→ **PROBLEMS**
**a.** In the forum discussion of the Glide, what does the first writer identify as the problem with the move?
**b.** Write the next part of the forum discussion of the Glide, picking up after its final sentence.

-- begin GIVEN TEXT --

I think any reasonably competent card handler can manage the Glide without difficulty--–technically, that is.

Bit for me it’s the grip, whether Side Glide or standard Glide that’s the problem. I agree with Rudy when says:

"To constantly change the grip in order to turn the packet over (only because it facilitates the glide) looks unnatural (in my humble opinion)."

True enough he was referring specifically to the Steve Dacri routine who does execute the move smoothly. But the grip looks mannered and artificial wherever it is. And that’s because it is.

I think this covers the question posed in the thread’s title. The Glide is still used, but not as much as it was. If it ever was used that much.

All that said, there is, as ever oodles of solid info on the subject. Also, what comes across is that, as always, it’s horses for courses. If we don’t like a move, procedure or whatever, we’re never going to be comfortable with it.

0
François Lagrange

Inner Circle
Registered:
Posts: 102
Reply with quote  #39 
Quote:
Originally Posted by Mike Powers
...
 Then he could just leave the cards in glide position in the left hand and simply pull the top card to the right with his right hand, finally turning it face up and placing it on the face down card.
...

He could not do that as it would expose the "back side" of the face-up blank card, which shows a signed court face. However, it would be possible to extract it by holding the packet facing the audience and then pulling the card and drop it with blank side up. This would limit the bad angle to people sitting behind the performer.

-- end GIVEN TEXT --
-- begin EXCERPTED DATA --

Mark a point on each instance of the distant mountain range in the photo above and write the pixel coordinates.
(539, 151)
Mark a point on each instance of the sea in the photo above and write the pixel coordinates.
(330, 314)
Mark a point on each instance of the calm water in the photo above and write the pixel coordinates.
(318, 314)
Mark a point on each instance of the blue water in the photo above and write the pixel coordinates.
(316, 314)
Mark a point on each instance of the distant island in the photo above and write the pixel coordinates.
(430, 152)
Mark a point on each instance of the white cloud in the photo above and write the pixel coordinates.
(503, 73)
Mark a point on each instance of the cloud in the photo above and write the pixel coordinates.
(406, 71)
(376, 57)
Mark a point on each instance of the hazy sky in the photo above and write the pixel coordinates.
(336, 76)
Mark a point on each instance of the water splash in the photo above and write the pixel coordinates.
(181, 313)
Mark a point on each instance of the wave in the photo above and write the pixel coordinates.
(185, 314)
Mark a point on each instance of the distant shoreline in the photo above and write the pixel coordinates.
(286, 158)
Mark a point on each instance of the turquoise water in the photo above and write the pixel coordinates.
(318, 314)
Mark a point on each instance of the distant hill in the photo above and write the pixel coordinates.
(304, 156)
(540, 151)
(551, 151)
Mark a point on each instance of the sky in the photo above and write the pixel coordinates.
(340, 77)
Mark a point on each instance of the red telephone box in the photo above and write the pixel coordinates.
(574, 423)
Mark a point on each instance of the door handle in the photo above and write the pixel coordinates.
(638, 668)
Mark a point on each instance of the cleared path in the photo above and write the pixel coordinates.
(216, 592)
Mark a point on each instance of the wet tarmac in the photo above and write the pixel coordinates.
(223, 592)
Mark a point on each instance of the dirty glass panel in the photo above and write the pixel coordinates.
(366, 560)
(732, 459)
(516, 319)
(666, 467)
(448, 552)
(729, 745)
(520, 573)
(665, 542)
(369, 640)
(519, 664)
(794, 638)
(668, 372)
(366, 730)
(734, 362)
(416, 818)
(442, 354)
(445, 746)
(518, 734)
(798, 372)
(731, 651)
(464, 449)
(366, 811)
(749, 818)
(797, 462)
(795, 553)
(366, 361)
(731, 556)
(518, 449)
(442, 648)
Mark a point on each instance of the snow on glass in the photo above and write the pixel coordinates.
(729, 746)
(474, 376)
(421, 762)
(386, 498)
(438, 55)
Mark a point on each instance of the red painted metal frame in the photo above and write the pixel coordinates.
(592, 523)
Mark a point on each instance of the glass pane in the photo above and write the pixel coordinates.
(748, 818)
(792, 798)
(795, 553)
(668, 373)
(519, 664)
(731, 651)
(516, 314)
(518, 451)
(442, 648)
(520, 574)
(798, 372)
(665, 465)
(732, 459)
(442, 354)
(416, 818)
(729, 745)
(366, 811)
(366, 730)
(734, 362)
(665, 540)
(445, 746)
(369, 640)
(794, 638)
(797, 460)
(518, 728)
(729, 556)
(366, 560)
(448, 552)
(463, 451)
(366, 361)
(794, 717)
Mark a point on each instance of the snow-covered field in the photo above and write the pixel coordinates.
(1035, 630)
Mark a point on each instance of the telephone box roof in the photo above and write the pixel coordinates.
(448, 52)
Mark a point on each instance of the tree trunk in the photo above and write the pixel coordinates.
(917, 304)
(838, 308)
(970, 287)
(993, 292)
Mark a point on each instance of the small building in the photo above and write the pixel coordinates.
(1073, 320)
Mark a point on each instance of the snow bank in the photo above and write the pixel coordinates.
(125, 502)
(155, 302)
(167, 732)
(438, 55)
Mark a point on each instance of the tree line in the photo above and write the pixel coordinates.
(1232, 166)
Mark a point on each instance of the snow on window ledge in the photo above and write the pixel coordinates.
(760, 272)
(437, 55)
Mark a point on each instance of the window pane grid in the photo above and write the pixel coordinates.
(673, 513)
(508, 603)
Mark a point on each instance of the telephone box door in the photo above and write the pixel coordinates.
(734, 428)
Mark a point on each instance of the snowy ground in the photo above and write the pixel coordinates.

-- end EXCERPTED DATA --

→ **RESULTS BY TASK**
**a.** The grip, whether for the Side Glide or the standard Glide.

**b.**
Using a second deal is not very satisfactory as it is extremely difficult to pull off, as you have to hide some backs, without it to look fishy (hands dipping, left thumb fix/lifting etc). I believe, using a basic sleight with the correct choreography would be the way to go here.
0
arthur stead

Inner Circle
Registered:
Posts: 571
Reply with quote  #40 

Hey Rudy, I just watched the Steve Dacri video, and I agree with you:  The constant changing of hands and positions is troublesome.  

Whenever I handle the cards, I always work towards economy of movement.  By that I mean that I eliminate any unnecessary actions.  I also strive for consistency in motion, so as to avoid any suspicious-looking moves.  

So for example, when I display and card and place a card face down on the table, it looks exactly the same as when I secretly do a DL and place the card on the table.

And the same principles apply when performing the glide.


__________________
http://www.arthurstead.com
0
Harry Lorayne

Avatar / Picture

Honored Member
Registered:
Posts: 2,123
Reply with quote  #41 
   I think I must have written it a hundred times - when learning a sleight, do the natural/legitimate action a few times... then, make the sleight look EXACTLY like that. Seems so obvious.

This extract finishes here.